§ PASSAGE GIVEN
* * * * * * * * *

= Nancy-Gay Rotstein =

Canadian poet and novelist

Nancy-Gay Rotstein is a Canadian poet and novelist. In addition to her books of poetry, she is author of the novel Shattering Glass, a story about today's woman trying to balance career and family.

== Biography ==

Nancy-Gay Rotstein was born in Toronto, Ontario. She received a B.A. degree in 1965 and a master's degree in history in 1969 from the University of Toronto. She has a teaching certificate as a history specialist from the Ontario College of Education, University of Toronto. She returned to university to study law and received her LL.B. degree in 1985 and was admitted to the Ontario Bar in 1987.

Her first poetry collection – Through the Eyes of a Woman – was published in 1975, followed by Taking Off, China: Shockwaves, and This Horizon And Beyond: Poems Selected and New.

After graduating from law school, and drawing on her experiences there as a working mother trying to balance career and family, she began writing her novel, Shattering Glass, which was published in 1996.

She was appointed by the Canadian government in 1985 to the board of directors of the Canada Council for the Arts, and reappointed in 1988 for a second term.

During the period of the Free Trade Agreement negotiations between Canada and the United States, she advocated that Canadian ownership of its own publishing industry was essential for the preservation and protection of Canadian cultural identity. A proponent of funding for regional arts organizations, she also urged the development of programs to provide access to major cultural events to less populated areas. Her fellow directors elected her as their representative to the National Library Advisory Board in 1986, on which she served five years. She is a founding Member of the Public Lending Right Commission of Canada, the government agency which oversees payment of royalties to writers for the use of their books in libraries.

She was appointed in 1993 to the six-member board of Telefilm Canada, on which she served for five years.

She is married to Maxwell Rotstein, and has three children.

== Literary work ==

Rotstein began writing poetry as a young child and was first published at the age of 12, when her grandmother Ida Berk submitted (without her knowing it) one of her poems to the national magazine Chatelaine. The editor accepted the poem unaware it was written by a 12-year-old. When the school principal announced the publication of her poem over the school's public address system, she became embarrassed, and from then on wrote her poetry in secret. Many years later her husband accidentally came across a poem she had written and suggested she show her poems to poet Irving Layton who was at York University. Upon submitting a portfolio of her work to Layton she was accepted into his poetry workshop. It was Irving Layton who encouraged her to publish her first book of poetry, Through the Eyes of a Woman.

* * * * * * * * *

§ DATASET ROWS
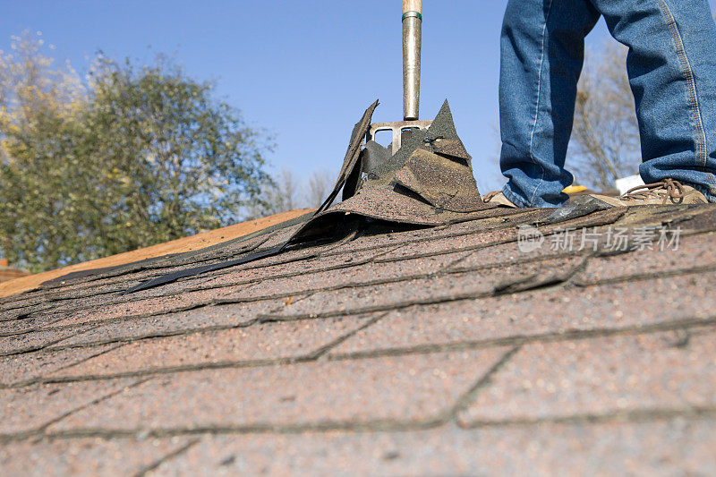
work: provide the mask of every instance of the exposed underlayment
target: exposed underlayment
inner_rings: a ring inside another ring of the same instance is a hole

* * * * * * * * *

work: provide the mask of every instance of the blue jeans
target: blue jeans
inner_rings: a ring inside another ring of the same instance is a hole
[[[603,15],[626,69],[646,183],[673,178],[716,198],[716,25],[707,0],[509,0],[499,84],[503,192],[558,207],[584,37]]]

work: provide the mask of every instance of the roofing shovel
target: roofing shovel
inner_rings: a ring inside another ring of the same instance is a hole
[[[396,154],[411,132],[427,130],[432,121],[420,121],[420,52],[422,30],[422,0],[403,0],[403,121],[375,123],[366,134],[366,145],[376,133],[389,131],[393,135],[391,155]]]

* * * * * * * * *

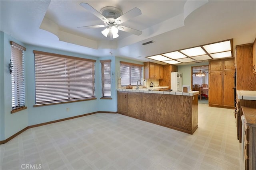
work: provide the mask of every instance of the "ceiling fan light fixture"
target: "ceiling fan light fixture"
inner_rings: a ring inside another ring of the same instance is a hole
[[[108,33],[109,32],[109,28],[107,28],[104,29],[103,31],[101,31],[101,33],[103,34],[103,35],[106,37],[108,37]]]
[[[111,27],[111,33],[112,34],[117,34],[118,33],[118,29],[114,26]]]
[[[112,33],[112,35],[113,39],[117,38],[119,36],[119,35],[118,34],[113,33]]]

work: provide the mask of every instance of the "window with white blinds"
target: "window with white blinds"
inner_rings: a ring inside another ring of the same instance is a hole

* * * * * * * * *

§ TASKS AND EXERCISES
(1) From the Nancy-Gay Rotstein article, copy the text between "Nancy-Gay Rotstein was" and "Bar in 1987.", inclusive.
(2) Name every poetry collection by Rotstein that the Nancy-Gay Rotstein article mentions.
(3) According to the Nancy-Gay Rotstein article, in what year was she admitted to the Ontario Bar?
You won't need the listing for any of this.

§ TASK-BY-TASK ANSWERS
(1)
Nancy-Gay Rotstein was born in Toronto, Ontario. She received a B.A. degree in 1965 and a master's degree in history in 1969 from the University of Toronto. She has a teaching certificate as a history specialist from the Ontario College of Education, University of Toronto. She returned to university to study law and received her LL.B. degree in 1985 and was admitted to the Ontario Bar in 1987.

(2)
Through the Eyes of a Woman
Taking Off
China: Shockwaves
This Horizon And Beyond: Poems Selected and New

(3) 1987